EXERCICE ÉCRIT 1:
Combien de minutes de lecture le guide sur l'esprit critique annonce-t-il ?
**** TEXTE
Petit guide pratique pour entraîner son esprit critique  (et arrêter de gober tout et n’importe quoi)

Petit guide pratique pour entraîner son esprit critique (et arrêter de gober tout et n’importe quoi)

Va falloir l’entraîner ! Parce qu’entre fake news et robinet d’infos ouvert en continu, notre esprit critique pourrait bien céder à la facilité. C’est parti pour une séance de musculation intensive de son esprit.
06 May 2025
par Mélissande Bry
5 minutes de lecture

Dans un monde où l’IA génère des images factices à gogo, où notre feed Instagram nous bombarde d’informations en continu, où les fake news circulent plus vite qu’une infestation de poux dans une garderie, comment trier le vrai du faux ? À qui accorder sa confiance ? De quoi doit-on se méfier ? Pas de panique, voilà un guide pratique pour entraîner son esprit critique et arriver à prendre un peu de recul face à l’info.
********
EXERCICE ÉCRIT 2:
Recopiez toutes les lignes de la liste, requêtes comprises, en ajoutant -62 à chacune des coordonnées données dans les réponses, s'il vous plaît.
**** ENREGISTREMENTS
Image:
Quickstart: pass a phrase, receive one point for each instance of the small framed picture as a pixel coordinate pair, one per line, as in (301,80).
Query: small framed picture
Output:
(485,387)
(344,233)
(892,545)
********
RÉPONSE COMPLÈTE 1:
Cinq minutes.

RÉPONSE COMPLÈTE 2:
Image:
Quickstart: pass a phrase, receive one point for each instance of the small framed picture as a pixel coordinate pair, one per line, as in (301,80).
Query: small framed picture
Output:
(423,325)
(282,171)
(830,483)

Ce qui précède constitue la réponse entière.